#### [Aim of the exercise]
Take the entries below and print all of them exactly, please.

— START OF Listed entries —

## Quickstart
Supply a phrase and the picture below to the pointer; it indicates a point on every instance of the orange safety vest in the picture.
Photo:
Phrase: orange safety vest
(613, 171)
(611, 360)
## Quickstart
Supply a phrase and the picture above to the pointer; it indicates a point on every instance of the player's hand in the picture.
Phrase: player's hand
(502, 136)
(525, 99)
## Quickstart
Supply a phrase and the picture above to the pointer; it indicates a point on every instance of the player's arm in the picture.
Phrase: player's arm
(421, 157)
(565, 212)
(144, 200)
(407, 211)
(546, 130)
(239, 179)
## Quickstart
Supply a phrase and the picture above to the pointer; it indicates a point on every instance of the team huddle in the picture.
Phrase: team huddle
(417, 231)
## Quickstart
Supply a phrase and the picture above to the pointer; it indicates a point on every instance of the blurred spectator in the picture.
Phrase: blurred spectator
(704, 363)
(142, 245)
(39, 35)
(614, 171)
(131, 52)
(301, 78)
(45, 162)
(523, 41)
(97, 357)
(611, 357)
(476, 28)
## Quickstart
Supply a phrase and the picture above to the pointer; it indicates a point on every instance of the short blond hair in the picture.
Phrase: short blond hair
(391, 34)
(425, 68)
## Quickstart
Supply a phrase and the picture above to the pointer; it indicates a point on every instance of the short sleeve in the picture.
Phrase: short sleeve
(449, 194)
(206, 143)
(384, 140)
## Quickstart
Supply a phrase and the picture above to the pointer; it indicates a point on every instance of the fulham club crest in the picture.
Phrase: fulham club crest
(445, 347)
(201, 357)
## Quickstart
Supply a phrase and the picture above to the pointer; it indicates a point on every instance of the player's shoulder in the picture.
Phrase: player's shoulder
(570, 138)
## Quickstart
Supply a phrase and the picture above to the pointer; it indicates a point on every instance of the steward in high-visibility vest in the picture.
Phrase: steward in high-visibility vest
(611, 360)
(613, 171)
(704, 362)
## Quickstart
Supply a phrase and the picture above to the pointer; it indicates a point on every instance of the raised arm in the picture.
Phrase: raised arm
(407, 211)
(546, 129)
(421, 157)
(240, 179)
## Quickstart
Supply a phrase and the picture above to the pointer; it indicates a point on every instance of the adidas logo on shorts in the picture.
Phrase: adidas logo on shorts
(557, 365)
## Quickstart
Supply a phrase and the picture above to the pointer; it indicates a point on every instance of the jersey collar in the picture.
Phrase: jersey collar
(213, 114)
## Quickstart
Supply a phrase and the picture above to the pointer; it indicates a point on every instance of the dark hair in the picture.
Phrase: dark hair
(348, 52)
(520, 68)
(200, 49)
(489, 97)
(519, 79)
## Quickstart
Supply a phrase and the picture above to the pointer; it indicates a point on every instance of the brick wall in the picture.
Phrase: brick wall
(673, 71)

— END OF Listed entries —

#### [Complete output]
## Quickstart
Supply a phrase and the picture below to the pointer; it indicates a point on every instance of the orange safety vest in the picture.
Photo:
Phrase: orange safety vest
(613, 171)
(611, 360)
## Quickstart
Supply a phrase and the picture above to the pointer; it indicates a point on every instance of the player's hand in the picture.
Phrase: player's hand
(502, 136)
(525, 99)
## Quickstart
Supply a phrase and the picture above to the pointer; it indicates a point on every instance of the player's arm in the picture.
Phrase: player's arm
(421, 157)
(565, 212)
(144, 200)
(407, 211)
(546, 130)
(239, 179)
## Quickstart
Supply a phrase and the picture above to the pointer; it indicates a point on every instance of the team huddle in the picture.
Phrase: team huddle
(417, 231)
## Quickstart
Supply a phrase and the picture above to the pointer; it indicates a point on every instance of the blurred spectator in the picture.
Phrase: blurred spectator
(704, 363)
(142, 245)
(39, 35)
(614, 171)
(131, 52)
(301, 78)
(45, 162)
(523, 41)
(97, 357)
(611, 357)
(476, 28)
## Quickstart
Supply a phrase and the picture above to the pointer; it indicates a point on every instance of the short blond hair in the picture.
Phrase: short blond hair
(391, 34)
(425, 68)
## Quickstart
Supply a phrase and the picture above to the pointer; it indicates a point on every instance of the short sleeve in the picture.
Phrase: short sleeve
(449, 194)
(206, 143)
(384, 140)
## Quickstart
Supply a phrase and the picture above to the pointer; it indicates a point on every instance of the fulham club crest in the picture.
Phrase: fulham club crest
(445, 347)
(201, 357)
## Quickstart
Supply a phrase and the picture above to the pointer; it indicates a point on every instance of the player's shoulder in the picture.
Phrase: player's shoulder
(570, 138)
## Quickstart
Supply a phrase and the picture above to the pointer; it indicates a point on every instance of the steward in high-visibility vest in the picture.
Phrase: steward in high-visibility vest
(611, 360)
(613, 171)
(704, 362)
## Quickstart
Supply a phrase and the picture above to the pointer; it indicates a point on every instance of the raised arm in the picture.
Phrase: raised arm
(407, 211)
(546, 129)
(421, 157)
(240, 179)
## Quickstart
Supply a phrase and the picture above to the pointer; it indicates a point on every instance of the adidas logo on shorts in the picture.
Phrase: adidas logo on shorts
(557, 365)
## Quickstart
Supply a phrase and the picture above to the pointer; it indicates a point on every instance of the jersey collar in the picture.
Phrase: jersey collar
(213, 114)
## Quickstart
Supply a phrase and the picture above to the pointer; it indicates a point on every instance of the dark hair in the picture.
Phrase: dark hair
(348, 52)
(520, 68)
(200, 49)
(489, 97)
(519, 79)
## Quickstart
Supply a phrase and the picture above to the pointer; it indicates a point on every instance of the brick wall in the picture.
Phrase: brick wall
(673, 71)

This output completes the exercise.